_Exercise aim:_ Give every line of the data again, exactly.

Spatial localization data:
──────

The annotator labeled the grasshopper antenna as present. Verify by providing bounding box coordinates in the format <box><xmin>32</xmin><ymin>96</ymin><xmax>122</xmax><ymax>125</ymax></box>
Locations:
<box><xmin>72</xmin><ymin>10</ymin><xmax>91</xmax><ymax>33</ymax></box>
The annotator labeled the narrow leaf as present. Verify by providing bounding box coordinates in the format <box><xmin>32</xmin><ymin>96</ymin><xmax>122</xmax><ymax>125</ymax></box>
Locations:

──────

_Solved problem:_
The annotator labeled the grasshopper antenna as present. Verify by providing bounding box coordinates in the format <box><xmin>32</xmin><ymin>96</ymin><xmax>122</xmax><ymax>125</ymax></box>
Locations:
<box><xmin>72</xmin><ymin>10</ymin><xmax>91</xmax><ymax>33</ymax></box>
The annotator labeled the narrow leaf as present. Verify by providing bounding box coordinates in the format <box><xmin>32</xmin><ymin>96</ymin><xmax>122</xmax><ymax>125</ymax></box>
Locations:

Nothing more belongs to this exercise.